WHAT IS NEEDED:
Rewrite all of the records below so that every occurrence of "Practice step" becomes "Exercise". Leave every other word and mark unchanged.

GIVEN RECORDS:
▬▬▬▬▬▬

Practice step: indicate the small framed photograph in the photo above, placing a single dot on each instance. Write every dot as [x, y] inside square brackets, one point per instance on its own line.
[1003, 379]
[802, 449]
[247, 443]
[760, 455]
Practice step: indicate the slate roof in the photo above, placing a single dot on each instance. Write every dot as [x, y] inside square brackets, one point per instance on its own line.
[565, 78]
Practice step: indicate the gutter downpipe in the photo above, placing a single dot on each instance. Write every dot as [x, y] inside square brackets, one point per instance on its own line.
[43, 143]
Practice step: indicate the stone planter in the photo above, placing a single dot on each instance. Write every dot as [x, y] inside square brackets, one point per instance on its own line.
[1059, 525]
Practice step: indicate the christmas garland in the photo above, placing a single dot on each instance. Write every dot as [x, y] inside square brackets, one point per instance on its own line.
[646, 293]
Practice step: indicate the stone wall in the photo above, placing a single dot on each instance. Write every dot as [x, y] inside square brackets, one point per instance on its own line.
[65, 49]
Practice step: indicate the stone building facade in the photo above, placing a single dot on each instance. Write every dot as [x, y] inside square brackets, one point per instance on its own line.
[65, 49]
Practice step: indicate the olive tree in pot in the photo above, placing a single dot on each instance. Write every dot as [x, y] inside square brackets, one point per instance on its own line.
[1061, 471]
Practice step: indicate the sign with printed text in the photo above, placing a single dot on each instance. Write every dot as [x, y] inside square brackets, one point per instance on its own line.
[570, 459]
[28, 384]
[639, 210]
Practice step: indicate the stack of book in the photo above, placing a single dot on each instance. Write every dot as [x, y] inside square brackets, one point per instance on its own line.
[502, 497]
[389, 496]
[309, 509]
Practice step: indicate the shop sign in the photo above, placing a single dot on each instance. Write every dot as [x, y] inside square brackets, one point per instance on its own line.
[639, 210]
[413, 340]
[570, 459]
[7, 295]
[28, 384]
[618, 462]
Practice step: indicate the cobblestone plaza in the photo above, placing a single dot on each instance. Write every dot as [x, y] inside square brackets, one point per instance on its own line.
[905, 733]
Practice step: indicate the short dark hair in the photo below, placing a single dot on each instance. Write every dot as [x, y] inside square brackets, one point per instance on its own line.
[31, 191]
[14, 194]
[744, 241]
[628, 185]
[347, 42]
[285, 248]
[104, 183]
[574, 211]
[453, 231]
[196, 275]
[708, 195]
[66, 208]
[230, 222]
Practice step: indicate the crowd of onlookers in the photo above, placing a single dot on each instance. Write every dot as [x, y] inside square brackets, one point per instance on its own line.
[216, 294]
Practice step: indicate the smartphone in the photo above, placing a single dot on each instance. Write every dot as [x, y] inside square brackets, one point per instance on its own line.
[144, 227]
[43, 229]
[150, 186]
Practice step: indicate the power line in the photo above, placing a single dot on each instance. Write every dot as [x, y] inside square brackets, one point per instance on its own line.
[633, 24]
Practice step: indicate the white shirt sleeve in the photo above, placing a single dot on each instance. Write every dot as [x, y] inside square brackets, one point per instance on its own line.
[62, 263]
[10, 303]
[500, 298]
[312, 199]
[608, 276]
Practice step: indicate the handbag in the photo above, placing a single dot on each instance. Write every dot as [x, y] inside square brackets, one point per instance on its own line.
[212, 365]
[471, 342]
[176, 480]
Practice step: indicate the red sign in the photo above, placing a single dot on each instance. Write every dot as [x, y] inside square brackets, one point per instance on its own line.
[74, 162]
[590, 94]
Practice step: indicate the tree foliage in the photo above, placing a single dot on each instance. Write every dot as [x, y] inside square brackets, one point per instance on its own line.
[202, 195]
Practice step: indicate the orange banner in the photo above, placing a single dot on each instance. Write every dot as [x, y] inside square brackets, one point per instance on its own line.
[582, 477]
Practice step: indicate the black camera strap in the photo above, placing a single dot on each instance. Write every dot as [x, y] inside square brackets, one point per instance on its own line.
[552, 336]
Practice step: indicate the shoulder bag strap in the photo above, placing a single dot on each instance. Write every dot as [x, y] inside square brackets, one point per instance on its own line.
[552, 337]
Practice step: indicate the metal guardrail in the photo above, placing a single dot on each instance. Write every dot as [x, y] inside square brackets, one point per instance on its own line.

▬▬▬▬▬▬

SOLUTION FOR THIS PROBLEM:
Exercise: indicate the small framed photograph in the photo above, placing a single dot on each instance. Write every dot as [x, y] inside square brackets, one point per instance on its own line.
[1003, 379]
[802, 449]
[247, 443]
[760, 455]
Exercise: indicate the slate roof in the photo above, placing a single dot on each instance. Write every dot as [x, y] inside square brackets, one point per instance on its own line.
[565, 78]
Exercise: indicate the gutter downpipe in the photo above, placing a single dot on each instance. Write every dot as [x, y] inside square brackets, one point per instance on its own line.
[43, 143]
Exercise: indicate the stone planter in the photo above, placing a single dot on each instance. Write every dot as [x, y] inside square brackets, one point per instance on its own line.
[1059, 525]
Exercise: indicate the christmas garland in the photo above, placing a single dot on each instance. Write every dot as [x, y] inside square brackets, one point per instance on its own line.
[646, 293]
Exercise: indicate the stone wall in the photo above, placing a single dot on each instance. Write every dot as [x, y] inside square brackets, one point per instance on its own line.
[65, 49]
Exercise: indicate the stone building facade in the photo above, placing a single dot on each instance. Write every dot as [x, y] inside square brackets, one point per instance on its own line.
[65, 49]
Exercise: indicate the olive tree in pot in the photo above, placing a single dot on each instance. Write every dot as [x, y] inside square brackets, one point per instance on its own line.
[1061, 471]
Exercise: indicate the sign with printed text in the photo above, placing a single dot on each instance. Write every dot as [x, y] inside square brackets, one point per instance on its own line.
[570, 459]
[28, 384]
[639, 210]
Exercise: indicate the stack of book in the photo above, placing a single dot on each instance. Write every dot as [x, y] inside square brackets, one point per instance on its own line.
[502, 497]
[389, 496]
[309, 509]
Exercise: indicate the shop sign in the photo above, placing a single dot on each instance. Write every dot as [x, y] inside square brackets, one point per instance on its own line.
[639, 210]
[413, 340]
[570, 459]
[7, 295]
[28, 384]
[618, 462]
Exercise: indicate the cobblestone plaza in the photo above, placing a single dot on each instance. Write every dot as [x, y] inside square brackets, one point per instance on its own line.
[905, 733]
Exercise: indicate the short dark hair in the photo below, placing a single dot on each instance. Write every dot as [x, y] inside square brackets, one point per instance on its own line.
[31, 191]
[14, 194]
[744, 241]
[628, 185]
[347, 42]
[285, 248]
[104, 183]
[574, 211]
[453, 231]
[196, 275]
[708, 195]
[66, 208]
[230, 222]
Exercise: indicate the crowd of onlookers in the photo above, placing a single dot on each instance. Write every dot as [x, y] inside square brackets, one point per instance on its own line.
[216, 294]
Exercise: indicate the smartphone in the photo above, placing a single dot on each instance. Write every dot as [x, y] inside square brackets, one point per instance on its own line.
[144, 227]
[43, 229]
[150, 186]
Exercise: indicate the power line in the photo above, placing a single dot on each instance. Write every dot as [x, y] inside square brackets, one point per instance on its own line.
[633, 24]
Exercise: indicate the white shirt sleeve in the photo above, placing a single dot on each instance. Write every dot as [x, y] inside square brackets, one point per instance on its own line.
[62, 263]
[10, 303]
[500, 298]
[312, 199]
[608, 276]
Exercise: indicate the handbag in the photo above, placing a single dot on each instance. Write every dot as [x, y] inside square brackets, one point per instance on its own line.
[212, 365]
[471, 342]
[176, 480]
Exercise: indicate the red sign in the photo above, placing a single dot on each instance. Write every dot as [x, y] inside square brackets, one point per instance on its own line.
[74, 162]
[590, 94]
Exercise: indicate the tree foliage in the photo above, placing a single dot on each instance. Write every dot as [x, y] inside square brackets, one point per instance on its own line.
[202, 195]
Exercise: indicate the orange banner in the photo above, placing a single dot on each instance. Write every dot as [x, y] inside square brackets, one point per instance on its own line.
[582, 477]
Exercise: indicate the black camera strap in the photo above, placing a single dot on each instance. Write every dot as [x, y] inside square brackets, one point per instance on its own line.
[552, 336]
Exercise: indicate the shoulder bag strap in the photo above, placing a single dot on each instance. Write every dot as [x, y] inside square brackets, one point per instance on its own line.
[552, 337]
Exercise: indicate the metal guardrail in the photo above, placing a single dot on each instance. Write every dot as [x, y] inside square brackets, one point per instance on its own line.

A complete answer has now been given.